Copy the data that follows exactly. Include no pictures.

** START OF Data for this exercise **

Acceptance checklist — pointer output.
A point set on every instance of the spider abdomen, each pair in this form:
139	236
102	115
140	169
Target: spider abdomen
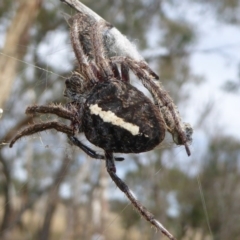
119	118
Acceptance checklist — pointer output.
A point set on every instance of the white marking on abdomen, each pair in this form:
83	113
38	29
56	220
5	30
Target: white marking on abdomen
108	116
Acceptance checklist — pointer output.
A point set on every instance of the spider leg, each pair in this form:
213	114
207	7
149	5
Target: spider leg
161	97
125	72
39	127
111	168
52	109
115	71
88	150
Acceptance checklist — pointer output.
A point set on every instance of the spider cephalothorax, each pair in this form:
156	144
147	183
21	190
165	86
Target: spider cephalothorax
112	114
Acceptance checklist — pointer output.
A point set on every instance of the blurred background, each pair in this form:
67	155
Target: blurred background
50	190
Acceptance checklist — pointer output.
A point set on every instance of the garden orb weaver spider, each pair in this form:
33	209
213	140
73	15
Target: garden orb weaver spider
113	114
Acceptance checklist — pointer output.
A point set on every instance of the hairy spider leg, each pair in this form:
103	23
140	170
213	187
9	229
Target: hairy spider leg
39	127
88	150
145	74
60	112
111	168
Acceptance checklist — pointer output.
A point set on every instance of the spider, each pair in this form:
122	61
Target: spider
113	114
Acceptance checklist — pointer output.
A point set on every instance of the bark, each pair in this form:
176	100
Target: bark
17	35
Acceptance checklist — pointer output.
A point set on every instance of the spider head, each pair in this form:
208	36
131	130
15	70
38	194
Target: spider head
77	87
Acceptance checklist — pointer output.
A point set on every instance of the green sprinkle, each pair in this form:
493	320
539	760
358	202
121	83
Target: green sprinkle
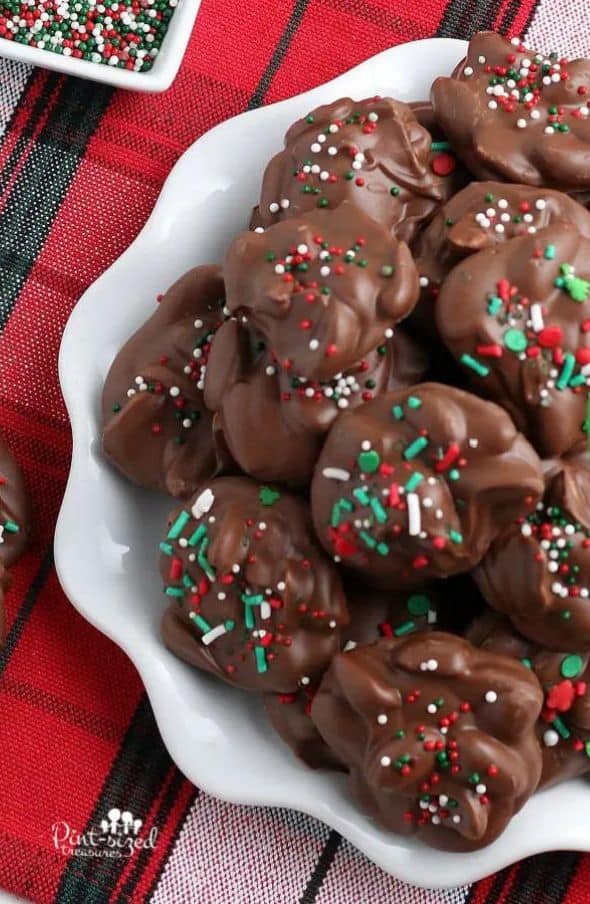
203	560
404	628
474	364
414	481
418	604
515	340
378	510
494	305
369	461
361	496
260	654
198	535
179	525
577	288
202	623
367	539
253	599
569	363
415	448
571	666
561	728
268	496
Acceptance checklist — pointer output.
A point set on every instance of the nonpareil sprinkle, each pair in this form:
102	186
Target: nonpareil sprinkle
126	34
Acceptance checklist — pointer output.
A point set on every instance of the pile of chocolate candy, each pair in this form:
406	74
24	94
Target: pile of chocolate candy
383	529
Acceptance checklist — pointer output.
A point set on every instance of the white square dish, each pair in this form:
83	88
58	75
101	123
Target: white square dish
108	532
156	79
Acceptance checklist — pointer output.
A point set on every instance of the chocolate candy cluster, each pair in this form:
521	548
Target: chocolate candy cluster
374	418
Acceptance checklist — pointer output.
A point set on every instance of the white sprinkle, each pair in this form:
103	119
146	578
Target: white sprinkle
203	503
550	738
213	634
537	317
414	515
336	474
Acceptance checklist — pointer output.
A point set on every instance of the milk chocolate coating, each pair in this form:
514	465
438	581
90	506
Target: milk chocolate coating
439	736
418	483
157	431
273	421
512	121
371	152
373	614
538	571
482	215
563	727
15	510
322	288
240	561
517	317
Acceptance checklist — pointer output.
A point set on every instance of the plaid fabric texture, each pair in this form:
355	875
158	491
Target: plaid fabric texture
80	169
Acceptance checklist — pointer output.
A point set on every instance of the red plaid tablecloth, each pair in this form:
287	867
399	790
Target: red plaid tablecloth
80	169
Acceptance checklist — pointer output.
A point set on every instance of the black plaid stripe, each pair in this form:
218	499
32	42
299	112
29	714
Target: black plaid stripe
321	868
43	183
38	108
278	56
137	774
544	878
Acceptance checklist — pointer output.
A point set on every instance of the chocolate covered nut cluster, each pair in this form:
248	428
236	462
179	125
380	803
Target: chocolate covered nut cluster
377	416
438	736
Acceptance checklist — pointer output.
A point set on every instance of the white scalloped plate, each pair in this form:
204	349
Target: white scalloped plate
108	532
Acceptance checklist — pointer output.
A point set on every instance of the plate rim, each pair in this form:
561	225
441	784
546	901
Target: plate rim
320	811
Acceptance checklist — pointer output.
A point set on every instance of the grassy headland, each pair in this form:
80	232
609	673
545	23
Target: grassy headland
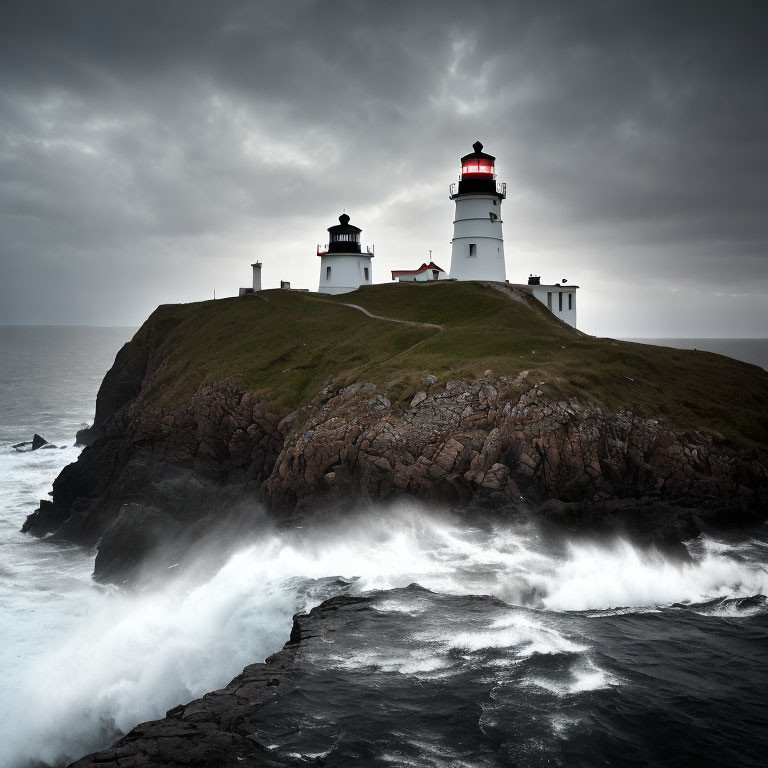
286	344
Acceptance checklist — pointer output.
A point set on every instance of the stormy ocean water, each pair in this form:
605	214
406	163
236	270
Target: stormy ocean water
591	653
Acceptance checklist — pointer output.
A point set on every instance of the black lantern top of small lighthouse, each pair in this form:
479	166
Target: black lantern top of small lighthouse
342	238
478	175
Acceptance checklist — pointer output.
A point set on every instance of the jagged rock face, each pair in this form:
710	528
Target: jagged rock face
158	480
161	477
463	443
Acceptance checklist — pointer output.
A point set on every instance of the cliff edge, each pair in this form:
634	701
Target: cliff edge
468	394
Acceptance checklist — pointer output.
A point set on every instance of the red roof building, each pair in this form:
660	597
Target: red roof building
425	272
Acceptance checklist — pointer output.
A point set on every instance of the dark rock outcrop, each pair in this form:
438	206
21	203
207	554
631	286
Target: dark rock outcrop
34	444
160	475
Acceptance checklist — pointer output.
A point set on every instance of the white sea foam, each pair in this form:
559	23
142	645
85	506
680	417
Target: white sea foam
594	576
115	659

** END OF Data for this exercise **

* _Completed task_
Acceptance checklist — pointer output.
A point set on every instance of the spider abdomen, each pair in this form:
139	236
102	115
140	169
Target: spider abdomen
119	118
Acceptance checklist — pointer output.
A point set on every instance of the white marking on abdomen, each pair in this form:
83	113
38	29
56	220
5	30
Target: white marking on abdomen
108	116
Acceptance checklist — pointer output.
A point set on every instance of the spider leg, each pair in this form:
213	114
207	7
149	5
Target: spider leg
161	97
125	72
39	127
111	168
52	109
115	71
88	150
Acceptance checklist — pointer output.
A point set on every instance of the spider cephalothorax, each pair in this form:
156	144
147	183
21	190
165	86
Target: spider cephalothorax
112	114
Acceptance checklist — pointer output.
A point set on every instance of the blurred background, each pair in this form:
67	155
Target: blurred background
50	190
Acceptance checklist — pointer output.
A point set on every instance of the garden orb weaver spider, each pair in this form:
33	209
213	140
73	15
Target: garden orb weaver spider
113	114
Acceptance checklist — pointer output.
A point set on every instance of the hairy spider leg, each pair in this form:
103	23
140	170
213	187
9	229
Target: hairy spider leg
39	127
88	150
145	74
60	112
111	168
Acceptance checklist — pointer output.
A point set on every instance of the spider, each pair in this form:
122	61
Target: spider
113	114
Acceptance checklist — pointer output.
A point set on every instance of the bark, each pair in this form:
176	100
Target: bark
17	35
Acceptance checklist — pointer output.
A point set on every instance of the spider head, each pair in this form:
208	36
131	130
15	70
38	194
Target: spider head
77	87
Acceptance checklist — pointer output.
A point set on every instance of the green sprinkle, each pair in this form:
493	320
539	760
358	202
121	83
Target: green sprinkle
203	560
404	628
474	364
414	481
418	604
515	340
378	510
494	305
369	461
361	496
260	654
198	535
179	525
577	288
202	623
367	539
253	599
569	363
415	448
571	666
561	728
268	496
Acceptance checklist — pointer output.
A point set on every instance of the nonpareil sprinkle, each pair in this form:
102	186
Target: nonpareil sprinkle
126	34
Acceptance checklist — pointer output.
A point set on every instance of the pile of chocolate candy, each pair in this form:
406	74
24	94
Target: pile of chocolate candy
383	529
Acceptance checklist — pointer output.
A point set on every instance of the white square dish, each pair in this form:
83	88
58	75
101	123
Target: white square dish
108	532
156	79
Acceptance checklist — pointer output.
A point set on every instance of the chocolate candy cluster, each pair in this form:
521	548
Target: chocolate candy cluster
374	418
Acceptance checklist — pointer output.
A point set on every instance of the white sprinkle, each pair in this form:
103	119
146	578
Target: white sprinkle
203	503
550	738
213	634
537	317
414	515
336	474
Acceptance checklist — pointer output.
A point set on every instance of the milk chocolate coating, each pair in this form:
514	465
438	581
90	506
Target: milk chocolate coating
439	736
418	483
157	431
273	421
512	121
371	152
373	614
538	571
482	215
563	727
15	510
322	288
240	561
517	317
Acceptance checklist — pointer output.
A point set on every instance of the plaid fabric texture, each pair in this form:
355	875
158	491
Target: plaid fabric texture
80	169
Acceptance checklist — pointer output.
A point set on every instance of the red plaid tablecloth, each pair in this form:
287	867
399	790
Target: red plaid tablecloth
80	169
Acceptance checklist — pointer output.
A point set on every instance of the black plaid stripe, each pair in this form:
218	499
32	42
299	112
29	714
Target: black plaid stripe
321	868
43	183
38	108
278	56
137	774
544	878
Acceptance checklist — pointer output.
A point set on every instance of the chocolate covered nut cluster, each pair in this form:
248	428
236	462
179	125
380	803
Target: chocolate covered nut cluster
377	416
438	736
Acceptance checklist — pointer output.
A point set on every instance of the white scalloped plate, each pair in this form:
204	349
Target: white scalloped plate
108	532
Acceptance checklist — pointer output.
A point set on every instance of the plate rim, each pair in this form:
561	225
441	784
546	901
Target: plate rim
320	811
Acceptance checklist — pointer output.
A point set on every instance of the grassy headland, each pair in this form:
80	232
609	673
545	23
Target: grassy headland
286	344
Acceptance checklist — pointer output.
A point set on every instance of the stormy ocean water, each pair in this form:
605	214
406	163
236	270
Target: stormy ocean water
591	653
Acceptance checklist — pointer output.
A point set on every instance of the black lantern top of small lighthouse, each pair in this form:
479	166
Target: black lantern top of small lighthouse
342	238
478	175
Acceptance checklist — pointer output.
A point set on every instance of the jagged rock face, each pair in this form:
710	528
Target: jagged rock face
158	480
161	477
463	443
Acceptance checklist — pointer output.
A point set on every instance of the cliff edge, each pair in this form:
634	701
Target: cliff edge
468	394
Acceptance checklist — pointer output.
A point set on every instance of the red roof building, each pair in this form:
660	597
Target: red roof building
425	272
Acceptance checklist — pointer output.
A point set on every instance of the dark rock outcrop, each pair in this form:
438	206
21	203
207	554
631	286
Target: dark rock outcrop
34	444
160	475
Acceptance checklist — pointer output.
A point set on every instance of the white sea foam, each pair in this form:
559	23
142	645
85	506
680	417
Target: white sea foam
594	576
115	659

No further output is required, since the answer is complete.